REQUIREMENTS:
The data must be written out once more, precisely as given.

GIVEN DATA:

+ + + + +

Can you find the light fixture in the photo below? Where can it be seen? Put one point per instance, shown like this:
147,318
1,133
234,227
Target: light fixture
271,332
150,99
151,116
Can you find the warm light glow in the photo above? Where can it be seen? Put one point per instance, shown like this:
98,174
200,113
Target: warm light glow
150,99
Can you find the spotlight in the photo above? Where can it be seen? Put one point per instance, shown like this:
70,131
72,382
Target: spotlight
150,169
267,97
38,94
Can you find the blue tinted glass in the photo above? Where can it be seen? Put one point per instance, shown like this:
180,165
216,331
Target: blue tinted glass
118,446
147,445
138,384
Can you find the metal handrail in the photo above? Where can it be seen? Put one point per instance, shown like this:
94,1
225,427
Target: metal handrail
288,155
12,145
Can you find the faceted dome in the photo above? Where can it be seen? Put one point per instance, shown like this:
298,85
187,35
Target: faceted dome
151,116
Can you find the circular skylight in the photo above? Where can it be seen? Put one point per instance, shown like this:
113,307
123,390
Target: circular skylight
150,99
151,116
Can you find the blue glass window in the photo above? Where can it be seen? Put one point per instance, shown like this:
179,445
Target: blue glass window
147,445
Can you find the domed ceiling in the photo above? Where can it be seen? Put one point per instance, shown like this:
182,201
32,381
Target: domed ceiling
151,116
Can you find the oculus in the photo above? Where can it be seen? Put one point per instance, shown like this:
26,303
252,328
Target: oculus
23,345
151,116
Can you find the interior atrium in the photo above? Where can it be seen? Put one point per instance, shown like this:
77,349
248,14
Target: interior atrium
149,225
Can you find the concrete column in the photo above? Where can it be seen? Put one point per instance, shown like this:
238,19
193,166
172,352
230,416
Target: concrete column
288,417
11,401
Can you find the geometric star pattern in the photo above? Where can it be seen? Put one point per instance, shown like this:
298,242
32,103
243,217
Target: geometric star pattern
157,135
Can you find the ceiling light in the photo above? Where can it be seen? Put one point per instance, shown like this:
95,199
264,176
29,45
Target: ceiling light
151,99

+ + + + +

ANSWER TO THE PROBLEM:
Can you find the light fixture in the photo below? Where can it be seen? Put one point per instance, shown like this:
147,318
1,133
234,227
Target: light fixture
271,332
150,99
151,116
Can you find the warm light glow in the photo above? Where can it be seen? Put one point per instance, shown like this:
98,174
200,113
Target: warm light glow
150,99
Can you find the spotlight in the photo above? Where can it be seen? Put one point per instance, shown like this:
70,131
72,382
Target: spotlight
150,169
267,97
38,94
Can you find the blue tinted glass in the photo above? Where can it be seen? Put one point per instance, shown like this:
180,165
216,331
Target: blue tinted glass
118,446
147,445
138,384
Can you find the metal handrail in the photo above? Where can it be seen? Put one point per instance, shown like this:
94,1
225,427
Target: metal handrail
288,155
12,145
Can you find the faceted dome in the photo above? Where can it be seen? Put one point per instance, shown like this:
298,85
187,35
Target: faceted dome
151,116
Can you find the circular skylight in the photo above? Where can it be seen? Put one point per instance, shown like this:
113,307
123,390
Target: circular skylight
150,99
151,116
Can you find the blue glass window in the photo above? Where can it be seen? Put one point per instance, shown like this:
179,445
Target: blue glass window
147,445
Can you find the domed ceiling in the photo above? Where can it be seen? Put one point per instance, shown like this:
182,201
32,381
Target: domed ceiling
151,116
Can you find the oculus in the photo above? Where can it be seen? Put one point per instance, shown like this:
26,303
252,328
Target: oculus
23,345
151,116
Can you find the interior atrium in the photo above? Where can it be seen? Put one point per instance, shown like this:
77,349
248,14
Target: interior atrium
149,225
Can you find the concrete column in the photo above? Where can it be seen? Put one point per instance, shown like this:
238,19
193,166
172,352
230,416
Target: concrete column
288,417
11,401
Can you find the geometric star pattern in the photo above? Where can it be seen? Put one point per instance, shown like this:
298,242
32,103
243,217
Target: geometric star pattern
157,135
Can you find the ceiling light in the photo above? Where can it be seen? Put one point per instance, shown like this:
95,199
264,176
29,45
Target: ceiling light
151,99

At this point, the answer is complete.